§ Goal of the exercise
Output the lines from the one containing "for the large" up to and including the one containing "[28, 33, 636, 162]" as a Markdown table with the columns Row and Entry Line. Number each line and leave out blank lines.

§ Supplied entries
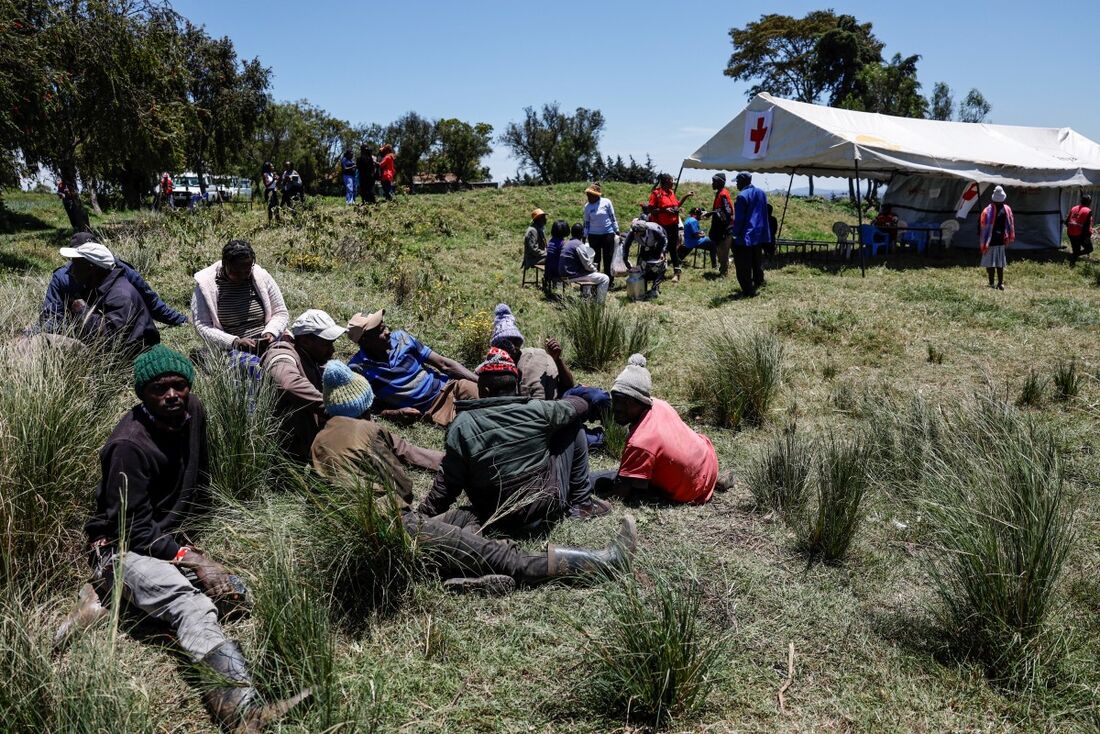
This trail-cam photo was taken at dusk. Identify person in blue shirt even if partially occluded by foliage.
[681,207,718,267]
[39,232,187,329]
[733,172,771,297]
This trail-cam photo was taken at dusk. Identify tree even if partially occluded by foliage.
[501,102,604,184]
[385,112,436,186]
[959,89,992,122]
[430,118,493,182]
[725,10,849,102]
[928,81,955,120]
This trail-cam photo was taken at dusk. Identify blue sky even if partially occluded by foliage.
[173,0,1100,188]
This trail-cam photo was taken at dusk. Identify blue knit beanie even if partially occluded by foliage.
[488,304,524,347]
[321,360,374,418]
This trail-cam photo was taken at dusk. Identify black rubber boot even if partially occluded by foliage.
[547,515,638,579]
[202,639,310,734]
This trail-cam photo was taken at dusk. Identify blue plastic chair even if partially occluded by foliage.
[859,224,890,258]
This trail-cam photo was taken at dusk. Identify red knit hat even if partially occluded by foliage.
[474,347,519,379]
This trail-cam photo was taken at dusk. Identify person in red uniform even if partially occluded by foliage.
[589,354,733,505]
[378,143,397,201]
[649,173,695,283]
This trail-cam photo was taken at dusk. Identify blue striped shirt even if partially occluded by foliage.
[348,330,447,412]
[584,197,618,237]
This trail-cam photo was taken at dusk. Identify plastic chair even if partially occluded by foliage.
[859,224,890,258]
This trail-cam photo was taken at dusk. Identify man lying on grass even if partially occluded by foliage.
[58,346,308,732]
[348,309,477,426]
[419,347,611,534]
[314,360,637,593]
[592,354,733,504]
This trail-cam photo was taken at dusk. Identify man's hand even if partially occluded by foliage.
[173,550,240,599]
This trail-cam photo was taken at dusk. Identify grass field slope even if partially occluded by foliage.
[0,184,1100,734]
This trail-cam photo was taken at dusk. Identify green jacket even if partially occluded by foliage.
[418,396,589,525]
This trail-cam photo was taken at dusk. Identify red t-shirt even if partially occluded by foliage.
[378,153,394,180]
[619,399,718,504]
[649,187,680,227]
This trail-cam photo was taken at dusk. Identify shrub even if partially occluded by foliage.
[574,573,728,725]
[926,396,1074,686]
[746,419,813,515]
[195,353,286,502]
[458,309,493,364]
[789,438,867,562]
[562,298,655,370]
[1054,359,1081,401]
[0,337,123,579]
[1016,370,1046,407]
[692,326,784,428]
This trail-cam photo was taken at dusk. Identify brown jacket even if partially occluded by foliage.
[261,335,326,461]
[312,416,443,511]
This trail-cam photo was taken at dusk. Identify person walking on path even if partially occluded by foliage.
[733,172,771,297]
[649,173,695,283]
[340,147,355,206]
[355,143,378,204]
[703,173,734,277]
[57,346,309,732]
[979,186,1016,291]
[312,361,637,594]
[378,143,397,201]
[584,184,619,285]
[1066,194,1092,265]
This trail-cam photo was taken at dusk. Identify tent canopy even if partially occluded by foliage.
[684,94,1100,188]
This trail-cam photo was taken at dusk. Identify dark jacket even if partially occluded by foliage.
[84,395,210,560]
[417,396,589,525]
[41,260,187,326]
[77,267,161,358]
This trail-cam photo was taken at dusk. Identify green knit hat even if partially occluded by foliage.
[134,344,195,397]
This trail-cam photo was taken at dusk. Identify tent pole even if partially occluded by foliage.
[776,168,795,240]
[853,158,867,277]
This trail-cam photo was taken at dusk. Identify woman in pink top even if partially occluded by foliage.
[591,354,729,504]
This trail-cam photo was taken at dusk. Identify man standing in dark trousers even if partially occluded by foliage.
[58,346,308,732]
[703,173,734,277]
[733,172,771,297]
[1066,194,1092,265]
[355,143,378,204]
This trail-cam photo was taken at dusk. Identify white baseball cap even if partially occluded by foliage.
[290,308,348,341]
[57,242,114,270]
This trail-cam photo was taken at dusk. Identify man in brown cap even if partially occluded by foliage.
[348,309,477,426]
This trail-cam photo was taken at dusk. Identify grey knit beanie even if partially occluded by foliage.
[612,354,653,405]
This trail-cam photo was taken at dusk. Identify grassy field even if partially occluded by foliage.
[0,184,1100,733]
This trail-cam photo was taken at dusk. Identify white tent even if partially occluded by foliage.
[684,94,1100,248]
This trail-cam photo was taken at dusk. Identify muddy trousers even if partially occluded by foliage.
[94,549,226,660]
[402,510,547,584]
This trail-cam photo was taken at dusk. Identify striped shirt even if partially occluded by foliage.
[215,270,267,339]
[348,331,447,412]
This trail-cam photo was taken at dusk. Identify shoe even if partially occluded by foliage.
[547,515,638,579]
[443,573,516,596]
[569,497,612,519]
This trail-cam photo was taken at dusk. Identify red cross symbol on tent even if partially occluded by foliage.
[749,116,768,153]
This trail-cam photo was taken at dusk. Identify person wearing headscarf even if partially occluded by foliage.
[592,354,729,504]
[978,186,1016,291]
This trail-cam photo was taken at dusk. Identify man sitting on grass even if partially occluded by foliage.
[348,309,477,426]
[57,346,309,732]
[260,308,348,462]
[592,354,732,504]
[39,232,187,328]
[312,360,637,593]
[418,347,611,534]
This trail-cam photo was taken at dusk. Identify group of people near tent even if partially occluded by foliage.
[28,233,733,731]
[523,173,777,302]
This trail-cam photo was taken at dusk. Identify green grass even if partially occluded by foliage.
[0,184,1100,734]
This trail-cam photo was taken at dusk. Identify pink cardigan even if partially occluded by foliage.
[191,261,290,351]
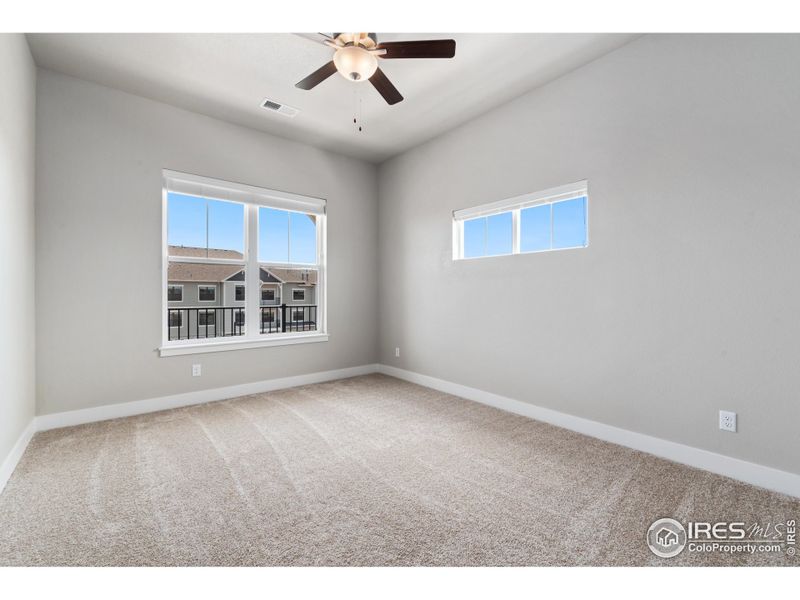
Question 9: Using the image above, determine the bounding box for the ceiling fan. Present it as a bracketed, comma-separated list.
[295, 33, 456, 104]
---
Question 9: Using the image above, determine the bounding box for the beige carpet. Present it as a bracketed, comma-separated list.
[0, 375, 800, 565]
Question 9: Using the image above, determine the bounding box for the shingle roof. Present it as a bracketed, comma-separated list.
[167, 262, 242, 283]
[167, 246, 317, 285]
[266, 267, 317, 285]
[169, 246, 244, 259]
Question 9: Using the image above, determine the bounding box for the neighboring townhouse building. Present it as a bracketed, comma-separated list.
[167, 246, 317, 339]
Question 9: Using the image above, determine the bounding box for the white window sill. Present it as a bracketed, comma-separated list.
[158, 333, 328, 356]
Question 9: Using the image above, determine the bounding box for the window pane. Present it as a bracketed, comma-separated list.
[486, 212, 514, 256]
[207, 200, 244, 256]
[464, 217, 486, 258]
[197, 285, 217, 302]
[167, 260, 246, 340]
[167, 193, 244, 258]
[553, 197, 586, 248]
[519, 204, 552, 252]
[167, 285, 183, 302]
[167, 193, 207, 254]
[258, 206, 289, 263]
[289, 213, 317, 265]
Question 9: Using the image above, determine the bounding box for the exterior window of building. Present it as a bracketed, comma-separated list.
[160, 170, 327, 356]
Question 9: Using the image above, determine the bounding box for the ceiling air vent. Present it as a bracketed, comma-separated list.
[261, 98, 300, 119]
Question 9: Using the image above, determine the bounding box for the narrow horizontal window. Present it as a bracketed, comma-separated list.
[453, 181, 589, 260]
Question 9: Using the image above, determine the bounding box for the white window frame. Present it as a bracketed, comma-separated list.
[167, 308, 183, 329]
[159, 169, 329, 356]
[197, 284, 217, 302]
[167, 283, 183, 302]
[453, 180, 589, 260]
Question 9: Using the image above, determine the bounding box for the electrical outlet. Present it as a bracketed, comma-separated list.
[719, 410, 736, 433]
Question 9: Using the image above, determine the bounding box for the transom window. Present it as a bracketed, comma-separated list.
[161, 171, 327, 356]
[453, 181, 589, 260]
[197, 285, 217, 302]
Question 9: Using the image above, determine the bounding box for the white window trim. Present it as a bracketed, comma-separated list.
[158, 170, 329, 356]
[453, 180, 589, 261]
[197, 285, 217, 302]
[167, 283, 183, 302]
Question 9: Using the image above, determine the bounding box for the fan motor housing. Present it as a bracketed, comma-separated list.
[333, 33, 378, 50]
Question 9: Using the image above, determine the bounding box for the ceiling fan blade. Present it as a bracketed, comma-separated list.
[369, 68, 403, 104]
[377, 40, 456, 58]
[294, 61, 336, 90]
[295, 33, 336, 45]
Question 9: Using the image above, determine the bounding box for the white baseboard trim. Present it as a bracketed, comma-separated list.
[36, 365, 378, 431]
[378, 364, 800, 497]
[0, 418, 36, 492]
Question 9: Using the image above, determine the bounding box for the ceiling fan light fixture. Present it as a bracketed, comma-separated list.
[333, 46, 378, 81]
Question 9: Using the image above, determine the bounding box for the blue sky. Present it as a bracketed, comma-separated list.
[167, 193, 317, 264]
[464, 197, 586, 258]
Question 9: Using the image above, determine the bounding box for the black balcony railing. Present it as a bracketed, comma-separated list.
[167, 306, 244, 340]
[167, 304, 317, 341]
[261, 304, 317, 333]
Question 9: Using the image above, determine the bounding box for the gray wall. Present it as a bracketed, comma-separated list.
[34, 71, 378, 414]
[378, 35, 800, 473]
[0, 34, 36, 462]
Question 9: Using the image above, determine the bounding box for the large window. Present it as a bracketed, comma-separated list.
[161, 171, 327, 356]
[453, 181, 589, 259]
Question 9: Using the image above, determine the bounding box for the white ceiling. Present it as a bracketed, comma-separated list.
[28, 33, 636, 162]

§ Final result
| Row | Entry Line |
|---|---|
| 1 | Question 9: Using the image above, determine the bounding box for the large window. Present it as a bracketed, comma-separated list. |
| 2 | [161, 171, 327, 356] |
| 3 | [453, 181, 589, 259] |
| 4 | Question 9: Using the image above, determine the bounding box for the white ceiling. Present it as a bracketed, comma-separated list. |
| 5 | [28, 33, 636, 162] |